What you are asked to do:
Print the data exactly, leaving nothing out.

Excerpt from a dataset:
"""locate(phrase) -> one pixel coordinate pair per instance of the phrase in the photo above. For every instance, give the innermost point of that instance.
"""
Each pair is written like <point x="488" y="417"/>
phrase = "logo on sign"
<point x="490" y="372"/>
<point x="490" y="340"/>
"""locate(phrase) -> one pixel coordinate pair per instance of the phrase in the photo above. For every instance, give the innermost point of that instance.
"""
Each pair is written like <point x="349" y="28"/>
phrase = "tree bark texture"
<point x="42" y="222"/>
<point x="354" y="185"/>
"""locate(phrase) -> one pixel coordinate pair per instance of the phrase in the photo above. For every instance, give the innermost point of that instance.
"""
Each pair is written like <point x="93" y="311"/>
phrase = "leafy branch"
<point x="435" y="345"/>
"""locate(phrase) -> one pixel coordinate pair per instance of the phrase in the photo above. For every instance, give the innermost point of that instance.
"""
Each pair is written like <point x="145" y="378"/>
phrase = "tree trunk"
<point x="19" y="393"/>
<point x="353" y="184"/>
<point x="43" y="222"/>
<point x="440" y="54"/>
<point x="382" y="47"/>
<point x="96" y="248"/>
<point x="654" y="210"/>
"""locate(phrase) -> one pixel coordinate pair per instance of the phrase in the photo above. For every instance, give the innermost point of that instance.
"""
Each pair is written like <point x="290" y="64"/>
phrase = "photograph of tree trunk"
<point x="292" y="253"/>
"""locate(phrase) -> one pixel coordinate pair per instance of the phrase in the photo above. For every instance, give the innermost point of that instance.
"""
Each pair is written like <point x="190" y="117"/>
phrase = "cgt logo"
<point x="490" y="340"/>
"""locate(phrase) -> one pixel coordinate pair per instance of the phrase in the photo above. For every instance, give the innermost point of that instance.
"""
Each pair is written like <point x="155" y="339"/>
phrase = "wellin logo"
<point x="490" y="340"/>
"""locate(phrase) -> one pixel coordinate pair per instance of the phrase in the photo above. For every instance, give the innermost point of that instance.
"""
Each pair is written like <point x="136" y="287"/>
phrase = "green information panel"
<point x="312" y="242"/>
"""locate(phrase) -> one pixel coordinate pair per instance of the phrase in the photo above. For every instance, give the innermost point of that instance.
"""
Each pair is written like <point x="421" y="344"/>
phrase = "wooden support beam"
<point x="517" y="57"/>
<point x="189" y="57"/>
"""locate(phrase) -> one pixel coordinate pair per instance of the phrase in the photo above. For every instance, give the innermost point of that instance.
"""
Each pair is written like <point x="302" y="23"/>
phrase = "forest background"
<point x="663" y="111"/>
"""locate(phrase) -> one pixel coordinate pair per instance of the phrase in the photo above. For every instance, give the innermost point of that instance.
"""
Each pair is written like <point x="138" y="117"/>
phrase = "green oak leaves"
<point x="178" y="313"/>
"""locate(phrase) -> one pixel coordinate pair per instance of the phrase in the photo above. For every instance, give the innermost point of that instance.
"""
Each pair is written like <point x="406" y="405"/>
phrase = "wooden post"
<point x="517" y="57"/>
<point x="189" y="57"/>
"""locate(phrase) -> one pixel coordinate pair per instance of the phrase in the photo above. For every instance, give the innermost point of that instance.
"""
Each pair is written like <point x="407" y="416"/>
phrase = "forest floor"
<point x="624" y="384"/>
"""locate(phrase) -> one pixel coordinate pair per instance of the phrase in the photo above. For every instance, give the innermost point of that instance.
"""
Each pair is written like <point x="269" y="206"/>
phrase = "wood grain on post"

Solution to the exercise:
"""locate(phrase) -> one pixel coordinate pair per instance of the phrase in the photo above. For every instance, give the innermost point of that instance.
"""
Each pair is written like <point x="488" y="417"/>
phrase = "logo on sign"
<point x="490" y="372"/>
<point x="490" y="340"/>
"""locate(phrase) -> one pixel coordinate pair per instance of the phrase in the photo above. For every instance, give the innermost point of that instance.
"""
Each pair is written like <point x="349" y="28"/>
phrase = "tree bark texture"
<point x="42" y="222"/>
<point x="354" y="185"/>
"""locate(phrase) -> one pixel coordinate pair per instance of the phrase in the photo above. For every instance, give the innermost point of that instance.
"""
Each pair is written like <point x="93" y="311"/>
phrase = "leafy branch"
<point x="435" y="345"/>
"""locate(phrase) -> one pixel coordinate pair per instance of the phrase in the photo above. For every instance, give the innermost point of that instance.
"""
Each pair is written like <point x="145" y="378"/>
phrase = "tree trunk"
<point x="19" y="393"/>
<point x="353" y="184"/>
<point x="43" y="222"/>
<point x="440" y="54"/>
<point x="382" y="47"/>
<point x="96" y="248"/>
<point x="654" y="210"/>
"""locate(phrase) -> one pixel coordinate pair per instance of the phrase in the photo above. For every instance, give the innermost point of that instance.
"""
Each pair is written like <point x="290" y="64"/>
phrase = "photograph of tree trunk"
<point x="292" y="253"/>
"""locate(phrase) -> one pixel coordinate pair per instance of the phrase in the photo above. For every instance, give the innermost point of that instance.
"""
Each pair is written like <point x="190" y="117"/>
phrase = "cgt logo"
<point x="490" y="340"/>
"""locate(phrase) -> one pixel coordinate pair per instance of the phrase in the photo above. For every instance, give the innermost point of that instance.
"""
Each pair is written like <point x="155" y="339"/>
phrase = "wellin logo"
<point x="490" y="340"/>
"""locate(phrase) -> one pixel coordinate pair per instance of the phrase in the photo above. For every instance, give the innermost point of that instance.
"""
Each pair is written like <point x="136" y="287"/>
phrase = "green information panel"
<point x="312" y="242"/>
"""locate(phrase) -> one pixel coordinate pair per instance of the phrase in the photo above. For every instance, give the innermost point of that instance.
"""
Each pair is written like <point x="421" y="344"/>
phrase = "wooden support beam"
<point x="517" y="57"/>
<point x="189" y="57"/>
"""locate(phrase) -> one pixel coordinate pair per instance of the phrase in the photo above. For every instance, give the innermost point of that instance.
"""
Each pair is written like <point x="302" y="23"/>
phrase = "forest background"
<point x="663" y="111"/>
"""locate(phrase) -> one pixel coordinate pair per instance of the phrase in the photo above. For every instance, give the innermost point of that instance.
"""
Each pair is written like <point x="138" y="117"/>
phrase = "green oak leaves"
<point x="178" y="313"/>
"""locate(phrase) -> one pixel coordinate pair per instance of the phrase in the photo above. For every instance, give the innermost point of that instance.
"""
Each pair is written like <point x="406" y="405"/>
phrase = "wooden post"
<point x="517" y="57"/>
<point x="189" y="57"/>
"""locate(phrase) -> one pixel coordinate pair per instance of the phrase in the photo above. For every instance, give the innermost point of that instance.
"""
Each pair is written like <point x="407" y="416"/>
phrase = "forest floor"
<point x="624" y="384"/>
"""locate(phrase) -> one pixel coordinate pair per instance of the phrase in the photo above. For every instance, give the innermost point of that instance.
"""
Each pair is written like <point x="269" y="206"/>
phrase = "wood grain on post"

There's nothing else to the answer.